▶ _Excerpted data_
•••••
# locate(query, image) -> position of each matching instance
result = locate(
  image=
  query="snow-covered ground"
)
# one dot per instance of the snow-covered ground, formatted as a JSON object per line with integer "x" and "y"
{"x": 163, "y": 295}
•••••
▶ _What you need to do_
Retype the items from their first line through the line containing "# one dot per", including both of those lines, without changing a single character.

▶ _Answer to this problem_
# locate(query, image) -> position of each matching instance
result = locate(
  image=
  query="snow-covered ground"
)
# one dot per instance of the snow-covered ground, formatted as a JSON object per line with integer "x" and "y"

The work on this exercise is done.